#### [ACTIVITY]
Copy every entry below verbatim, except for images.

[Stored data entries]
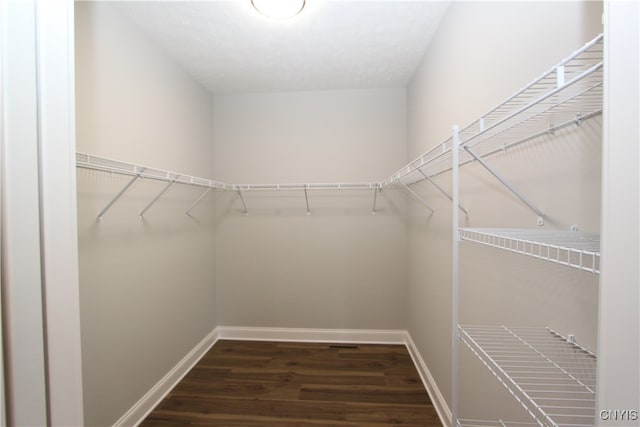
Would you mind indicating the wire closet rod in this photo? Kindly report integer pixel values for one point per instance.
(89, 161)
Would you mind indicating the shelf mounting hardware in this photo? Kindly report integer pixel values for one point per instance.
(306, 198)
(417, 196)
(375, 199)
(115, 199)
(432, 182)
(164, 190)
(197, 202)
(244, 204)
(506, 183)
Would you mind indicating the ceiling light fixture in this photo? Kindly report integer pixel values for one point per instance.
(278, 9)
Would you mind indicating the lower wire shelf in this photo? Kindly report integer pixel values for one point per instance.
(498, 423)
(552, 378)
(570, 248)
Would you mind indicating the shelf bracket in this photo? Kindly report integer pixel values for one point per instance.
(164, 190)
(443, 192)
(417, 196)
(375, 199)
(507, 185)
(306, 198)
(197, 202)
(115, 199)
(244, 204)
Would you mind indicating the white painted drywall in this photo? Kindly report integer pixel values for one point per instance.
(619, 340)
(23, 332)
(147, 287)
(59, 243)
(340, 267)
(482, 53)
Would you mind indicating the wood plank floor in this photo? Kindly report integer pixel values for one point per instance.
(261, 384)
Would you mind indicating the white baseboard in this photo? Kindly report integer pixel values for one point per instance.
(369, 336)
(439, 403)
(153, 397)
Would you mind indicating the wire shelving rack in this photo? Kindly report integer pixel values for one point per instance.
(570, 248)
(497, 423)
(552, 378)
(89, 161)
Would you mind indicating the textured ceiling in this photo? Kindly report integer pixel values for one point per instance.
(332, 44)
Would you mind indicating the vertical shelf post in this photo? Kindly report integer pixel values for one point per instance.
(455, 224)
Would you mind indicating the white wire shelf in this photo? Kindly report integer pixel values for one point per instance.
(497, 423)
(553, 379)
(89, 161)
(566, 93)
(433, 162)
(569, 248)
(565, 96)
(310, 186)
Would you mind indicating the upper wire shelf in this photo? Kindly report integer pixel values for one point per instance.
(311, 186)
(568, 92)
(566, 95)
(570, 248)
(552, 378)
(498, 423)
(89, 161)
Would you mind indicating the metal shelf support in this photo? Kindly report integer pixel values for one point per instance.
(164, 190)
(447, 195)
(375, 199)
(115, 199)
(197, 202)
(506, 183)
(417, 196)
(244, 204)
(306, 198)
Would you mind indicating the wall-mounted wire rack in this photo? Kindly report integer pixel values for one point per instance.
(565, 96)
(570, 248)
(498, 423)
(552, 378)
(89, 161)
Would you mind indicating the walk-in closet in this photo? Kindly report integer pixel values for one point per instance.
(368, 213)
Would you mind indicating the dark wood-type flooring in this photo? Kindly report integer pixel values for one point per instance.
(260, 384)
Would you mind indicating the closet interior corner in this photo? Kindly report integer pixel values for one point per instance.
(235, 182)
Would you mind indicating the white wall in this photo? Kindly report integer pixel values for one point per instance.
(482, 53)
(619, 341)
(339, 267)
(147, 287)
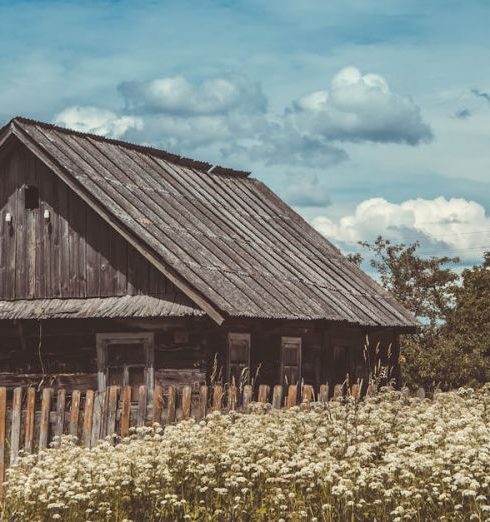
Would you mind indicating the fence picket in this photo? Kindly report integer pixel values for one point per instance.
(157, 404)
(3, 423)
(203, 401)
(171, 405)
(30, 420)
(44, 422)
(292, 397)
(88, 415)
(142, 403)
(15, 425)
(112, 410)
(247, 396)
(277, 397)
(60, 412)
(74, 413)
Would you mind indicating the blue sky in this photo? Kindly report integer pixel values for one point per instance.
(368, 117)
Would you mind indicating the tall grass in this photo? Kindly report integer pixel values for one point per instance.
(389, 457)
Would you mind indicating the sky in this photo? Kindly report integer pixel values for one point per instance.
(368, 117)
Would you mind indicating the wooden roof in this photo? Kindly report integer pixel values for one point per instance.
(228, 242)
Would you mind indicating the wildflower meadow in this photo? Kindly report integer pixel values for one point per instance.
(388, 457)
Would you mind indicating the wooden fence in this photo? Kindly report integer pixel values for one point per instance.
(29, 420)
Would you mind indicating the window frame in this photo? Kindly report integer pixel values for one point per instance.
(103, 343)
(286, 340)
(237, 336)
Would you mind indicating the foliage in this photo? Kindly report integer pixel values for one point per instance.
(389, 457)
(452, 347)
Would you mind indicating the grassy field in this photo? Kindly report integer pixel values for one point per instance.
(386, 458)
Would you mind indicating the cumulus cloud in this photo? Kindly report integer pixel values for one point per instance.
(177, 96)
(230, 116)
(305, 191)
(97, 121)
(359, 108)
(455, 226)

#### [REPLY TO THE TASK]
Would you mind indicating the wire closet rod in this photo? Kindly report integer pixel values for one point per instance.
(89, 161)
Would you mind indicating the shelf mounting hardware in this photo? Kindly report integer pixel values for one point per instance.
(306, 198)
(417, 196)
(375, 199)
(115, 199)
(432, 182)
(164, 190)
(197, 202)
(244, 204)
(506, 183)
Would you mind indicating the ceiling light fixture in this photo? Kindly report integer pixel values for one point per instance.
(278, 9)
Would you mind indicating the lower wire shelf in this photo? Kindly report integer pixel values for one point per instance.
(498, 423)
(552, 378)
(570, 248)
Would you mind indicating the shelf bracket in this photo? Kindly report integer pixel values for one point per instance.
(164, 190)
(443, 192)
(417, 196)
(375, 199)
(507, 185)
(306, 198)
(197, 202)
(115, 199)
(244, 204)
Would you mind indicating the white painted drywall in this photo? Kindly report integer pixel values for one point per instance.
(619, 340)
(23, 332)
(147, 287)
(59, 243)
(340, 267)
(482, 53)
Would you mind indicating the wood plank floor in this photo? Kindly report integer pixel values for one point per instance.
(261, 384)
Would you mind indicating the white baseboard in this photo? Kindly report integer pixel values for one point per instance.
(369, 336)
(439, 403)
(153, 397)
Would you mind indicating the wire shelving rack in this photo? Kindly report integer pixel values for one point per instance.
(570, 248)
(497, 423)
(552, 378)
(89, 161)
Would you mind indicating the textured ceiling in this photo? Kindly report integer pixel values for one point per instance.
(332, 44)
Would you mind indicating the vertical shelf post in this photo? Kindly report integer pixel values for one point per instance.
(455, 224)
Would you mind indicating the white wire shelf in this photo? Kindly report integer pixel values for one point per instance.
(497, 423)
(553, 379)
(89, 161)
(566, 93)
(433, 162)
(569, 248)
(565, 96)
(310, 186)
Would you mind indicating the upper wire shelf in this photo? Kindly report integer pixel values for one point per instance.
(311, 186)
(568, 92)
(566, 95)
(570, 248)
(552, 378)
(498, 423)
(89, 161)
Would you mind indicating the metal shelf support in this photo? Kindly report integer pixel values for one point per instance.
(164, 190)
(447, 195)
(375, 199)
(115, 199)
(197, 202)
(506, 183)
(417, 196)
(244, 204)
(306, 198)
Would you mind indicating the wall-mounted wire rack in this photo? Kindly report integer pixel values for one point per instance.
(565, 96)
(570, 248)
(498, 423)
(552, 378)
(89, 161)
Would you mind indicating the walk-in closet in this photo? Kindly report integer pixel values for one point per instance.
(368, 213)
Would you mind indicating the dark wood-type flooring in this photo? Kindly report integer pixel values for one point per instance.
(260, 384)
Would you mind indicating the closet interior corner in this photo? Kindly report integer pixel values for one point per instance.
(235, 182)
Would you mind indicating the white wall in this photo? Kindly report integer pixel values for one point per instance.
(482, 53)
(619, 341)
(339, 267)
(147, 287)
Would you mind indicating the fence picket in this photo? Kindly report integer pixel values for one point per instance.
(157, 404)
(3, 423)
(203, 401)
(171, 405)
(30, 420)
(44, 422)
(292, 397)
(88, 415)
(142, 403)
(15, 425)
(112, 410)
(247, 396)
(277, 397)
(60, 412)
(74, 413)
Would you mind indicating the blue sky in this photo? Kindly report integer pixel values for one point per instance.
(368, 117)
Would you mind indicating the tall grass in this photo? Kindly report integer pixel values for one point per instance.
(389, 457)
Would you mind indicating the sky in this photo? Kindly report integer pixel values for one point per instance.
(368, 117)
Would you mind indicating the wooden roof in this photo? Kindly report integer pixel values for one point per instance.
(228, 242)
Would you mind indicating the wildflower meadow in this photo? Kindly report integer pixel values for one point per instance.
(388, 457)
Would you mind indicating the wooden fence in this photo? Kindly report integer pixel values for one point per instance.
(29, 420)
Would you mind indicating the window frame in this photo? Kindly report integer pixel values for one point per instance.
(103, 343)
(286, 340)
(237, 336)
Would you mind indicating the foliage in this photo? Kindly report integer pixel values for one point per instance.
(389, 457)
(452, 347)
Would you mind indicating the grassy field in this photo? Kindly report integer pixel values for one point per instance.
(386, 458)
Would you mind indicating the cumulus cloud in this photo? Kindly report integer pixel values for one point per instance.
(177, 96)
(230, 116)
(305, 191)
(97, 121)
(359, 108)
(455, 226)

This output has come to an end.